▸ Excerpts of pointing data
────

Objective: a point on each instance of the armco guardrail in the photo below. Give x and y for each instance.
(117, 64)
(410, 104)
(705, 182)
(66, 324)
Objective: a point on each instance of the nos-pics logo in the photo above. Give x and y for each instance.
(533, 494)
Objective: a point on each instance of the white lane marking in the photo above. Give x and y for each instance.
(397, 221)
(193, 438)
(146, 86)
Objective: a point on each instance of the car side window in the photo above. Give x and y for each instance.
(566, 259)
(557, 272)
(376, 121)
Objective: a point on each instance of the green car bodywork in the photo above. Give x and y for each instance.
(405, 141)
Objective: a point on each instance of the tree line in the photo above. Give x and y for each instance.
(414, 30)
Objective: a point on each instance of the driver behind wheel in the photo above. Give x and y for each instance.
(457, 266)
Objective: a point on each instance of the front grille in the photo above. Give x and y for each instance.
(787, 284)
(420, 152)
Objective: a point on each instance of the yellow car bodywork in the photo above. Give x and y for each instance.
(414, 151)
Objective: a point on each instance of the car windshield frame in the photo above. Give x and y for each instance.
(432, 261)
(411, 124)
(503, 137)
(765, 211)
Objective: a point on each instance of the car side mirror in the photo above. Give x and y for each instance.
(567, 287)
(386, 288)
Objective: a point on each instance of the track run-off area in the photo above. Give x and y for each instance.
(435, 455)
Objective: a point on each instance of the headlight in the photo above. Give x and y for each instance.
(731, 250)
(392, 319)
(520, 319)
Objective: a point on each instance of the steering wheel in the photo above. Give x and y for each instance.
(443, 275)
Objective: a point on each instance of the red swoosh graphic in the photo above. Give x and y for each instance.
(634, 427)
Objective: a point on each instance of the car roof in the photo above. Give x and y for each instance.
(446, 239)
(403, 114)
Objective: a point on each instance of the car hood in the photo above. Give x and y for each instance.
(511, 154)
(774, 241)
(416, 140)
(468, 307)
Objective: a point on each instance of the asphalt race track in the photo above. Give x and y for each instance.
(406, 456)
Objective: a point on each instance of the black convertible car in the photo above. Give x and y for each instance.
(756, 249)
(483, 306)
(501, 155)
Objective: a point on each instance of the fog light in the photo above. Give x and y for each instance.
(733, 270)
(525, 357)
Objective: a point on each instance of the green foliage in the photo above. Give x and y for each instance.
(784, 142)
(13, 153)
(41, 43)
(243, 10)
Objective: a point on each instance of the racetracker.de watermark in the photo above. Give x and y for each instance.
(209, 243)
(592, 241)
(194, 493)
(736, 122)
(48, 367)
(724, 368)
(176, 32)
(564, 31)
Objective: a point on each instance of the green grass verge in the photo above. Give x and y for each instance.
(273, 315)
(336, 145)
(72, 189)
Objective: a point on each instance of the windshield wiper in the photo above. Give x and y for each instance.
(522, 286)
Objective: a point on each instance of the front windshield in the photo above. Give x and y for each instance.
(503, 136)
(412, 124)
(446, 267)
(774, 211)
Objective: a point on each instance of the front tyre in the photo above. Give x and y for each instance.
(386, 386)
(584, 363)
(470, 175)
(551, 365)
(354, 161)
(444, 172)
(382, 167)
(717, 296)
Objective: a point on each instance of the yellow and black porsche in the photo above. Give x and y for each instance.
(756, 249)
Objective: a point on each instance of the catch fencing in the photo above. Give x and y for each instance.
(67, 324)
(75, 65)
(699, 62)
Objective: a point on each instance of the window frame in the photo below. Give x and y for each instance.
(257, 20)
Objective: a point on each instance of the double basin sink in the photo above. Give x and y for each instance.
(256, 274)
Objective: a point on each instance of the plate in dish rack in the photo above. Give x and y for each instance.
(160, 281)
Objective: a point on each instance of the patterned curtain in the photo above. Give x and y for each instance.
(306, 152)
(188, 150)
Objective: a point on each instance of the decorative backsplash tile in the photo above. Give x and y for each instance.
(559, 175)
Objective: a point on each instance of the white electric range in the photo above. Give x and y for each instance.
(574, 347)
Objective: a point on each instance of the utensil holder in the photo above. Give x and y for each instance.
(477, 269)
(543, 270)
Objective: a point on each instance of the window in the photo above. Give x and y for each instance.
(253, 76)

────

▸ Problem details
Please reproduce word for word the lines of the items above, starting with the line that contains "Objective: a point on each instance of the patterned" and continuing through the last line of the items.

▸ Reply
Objective: a point on each instance of the patterned curtain in the photo above. Give x and y for each instance.
(306, 152)
(188, 150)
Objective: a point on each instance of the decorative backsplash tile in the photo above. Give x and y for each instance.
(559, 175)
Objective: a point on each instance of the white electric range in the photo above. Give x and y for each instance.
(574, 347)
Objective: a point on each instance of the utensil holder in the photo above. Give x and y for each instance.
(477, 269)
(543, 270)
Objective: a point on each instance of the window in the photo above. Give x and y for each instance.
(253, 76)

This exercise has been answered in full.